**Texte à lire:**
* * * *
Bien que cet album ne soit pas une évidence, en choisissant des titres très produits, à des kilomètres de la pop intimiste de Billie Eilish et de la mode, il débarque à une période particulière. Une période d'incertitude et d'anxiété alors qu'une pandémie sévit à l'échelle internationale. De fait, Chromatica a une saveur tout autre, s'imposant comme une échappatoire nécessaire au vu de ce timing malencontreux. Il donne envie de se secouer, de danser, de transpirer sur le dancefloor. Et parfois, à l'écoute, c'est même presque frustrant.

Chromatica est aussi, au bout du compte, un disque presque façonné pour les soirées queers. En attestent les featurings avec Elton John, Ariana Grande et le girls band sud-coréen Blackpink ainsi que son titre de clôture "Babylon" qui, avec sa cadence tronquée et son savant mélange de sonorités jazzy et house, aurait sa place dans un épisode de Pose ou toute compétition de voguing. Au final, un peu comme Future Nostalgia de sa cadette Dua Lipa, Mother Monster gâte le monde – et les gays – avec un sixième album entraînant, bourré d'influences 80's et 90's, qui est surtout là pour fédérer et donner à ses auditeurs un coup de boost bienvenu. Parfois, c'est suffisant.
* * * *
Entrées du jeu de données
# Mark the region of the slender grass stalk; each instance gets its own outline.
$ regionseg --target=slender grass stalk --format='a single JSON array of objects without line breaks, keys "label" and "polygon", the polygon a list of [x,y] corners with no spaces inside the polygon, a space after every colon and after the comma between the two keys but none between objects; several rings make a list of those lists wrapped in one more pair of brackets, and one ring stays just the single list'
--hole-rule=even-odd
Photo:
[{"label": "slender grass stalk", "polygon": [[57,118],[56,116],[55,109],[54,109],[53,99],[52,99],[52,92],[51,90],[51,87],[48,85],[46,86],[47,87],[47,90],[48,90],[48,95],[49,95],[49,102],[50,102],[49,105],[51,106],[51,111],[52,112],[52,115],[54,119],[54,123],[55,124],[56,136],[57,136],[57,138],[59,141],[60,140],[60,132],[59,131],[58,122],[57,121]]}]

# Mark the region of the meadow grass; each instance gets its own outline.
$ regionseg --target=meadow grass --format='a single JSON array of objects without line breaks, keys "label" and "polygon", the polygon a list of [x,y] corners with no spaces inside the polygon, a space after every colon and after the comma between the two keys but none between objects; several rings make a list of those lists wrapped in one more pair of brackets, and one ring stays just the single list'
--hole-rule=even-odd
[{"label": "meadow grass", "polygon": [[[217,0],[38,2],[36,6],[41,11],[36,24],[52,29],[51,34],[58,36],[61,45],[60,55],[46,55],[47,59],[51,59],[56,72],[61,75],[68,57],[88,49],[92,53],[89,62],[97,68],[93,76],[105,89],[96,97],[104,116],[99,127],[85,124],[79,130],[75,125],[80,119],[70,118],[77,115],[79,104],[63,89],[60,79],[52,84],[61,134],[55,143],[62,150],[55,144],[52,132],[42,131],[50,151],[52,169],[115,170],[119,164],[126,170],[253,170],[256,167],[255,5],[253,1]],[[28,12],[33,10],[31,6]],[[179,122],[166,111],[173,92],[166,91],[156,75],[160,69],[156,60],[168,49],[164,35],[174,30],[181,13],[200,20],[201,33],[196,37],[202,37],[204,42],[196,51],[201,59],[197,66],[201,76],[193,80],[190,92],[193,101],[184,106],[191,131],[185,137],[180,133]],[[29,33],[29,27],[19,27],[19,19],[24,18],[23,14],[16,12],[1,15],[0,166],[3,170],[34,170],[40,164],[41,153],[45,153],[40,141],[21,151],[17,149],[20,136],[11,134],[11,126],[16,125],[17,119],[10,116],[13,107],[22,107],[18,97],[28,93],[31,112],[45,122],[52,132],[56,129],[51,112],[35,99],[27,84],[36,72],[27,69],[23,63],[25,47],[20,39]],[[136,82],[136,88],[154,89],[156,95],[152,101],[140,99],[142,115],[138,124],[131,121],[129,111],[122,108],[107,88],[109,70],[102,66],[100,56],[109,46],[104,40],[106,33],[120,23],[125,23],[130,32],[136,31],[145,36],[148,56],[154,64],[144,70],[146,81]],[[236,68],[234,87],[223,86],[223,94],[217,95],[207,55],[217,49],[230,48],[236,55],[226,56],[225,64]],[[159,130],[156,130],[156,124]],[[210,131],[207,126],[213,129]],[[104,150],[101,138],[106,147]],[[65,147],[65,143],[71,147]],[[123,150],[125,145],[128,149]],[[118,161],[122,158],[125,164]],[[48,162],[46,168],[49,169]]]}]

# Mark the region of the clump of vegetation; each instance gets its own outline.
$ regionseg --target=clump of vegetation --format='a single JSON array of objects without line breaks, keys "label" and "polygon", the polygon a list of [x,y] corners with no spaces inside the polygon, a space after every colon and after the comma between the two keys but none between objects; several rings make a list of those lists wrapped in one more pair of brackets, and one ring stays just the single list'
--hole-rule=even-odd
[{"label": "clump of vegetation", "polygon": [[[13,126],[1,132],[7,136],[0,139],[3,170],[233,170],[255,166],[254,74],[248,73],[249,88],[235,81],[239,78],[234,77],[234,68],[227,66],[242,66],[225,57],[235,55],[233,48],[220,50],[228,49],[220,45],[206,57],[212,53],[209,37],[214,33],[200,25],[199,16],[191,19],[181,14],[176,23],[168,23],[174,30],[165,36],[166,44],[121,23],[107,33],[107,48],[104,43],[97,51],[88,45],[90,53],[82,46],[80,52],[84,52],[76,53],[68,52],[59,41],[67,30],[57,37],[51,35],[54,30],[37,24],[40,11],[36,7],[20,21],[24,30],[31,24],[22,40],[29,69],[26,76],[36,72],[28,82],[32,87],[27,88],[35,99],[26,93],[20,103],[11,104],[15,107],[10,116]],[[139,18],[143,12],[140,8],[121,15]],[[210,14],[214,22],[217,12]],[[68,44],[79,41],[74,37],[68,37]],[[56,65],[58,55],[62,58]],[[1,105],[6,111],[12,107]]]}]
* * * *
**Consigne:** D'après le texte, avec quels artistes Chromatica comporte-t-il des featurings ? Nommez-les tous. Les enregistrements ne servent à rien ici.

**Réponse:** Elton John, Ariana Grande et le girls band sud-coréen Blackpink.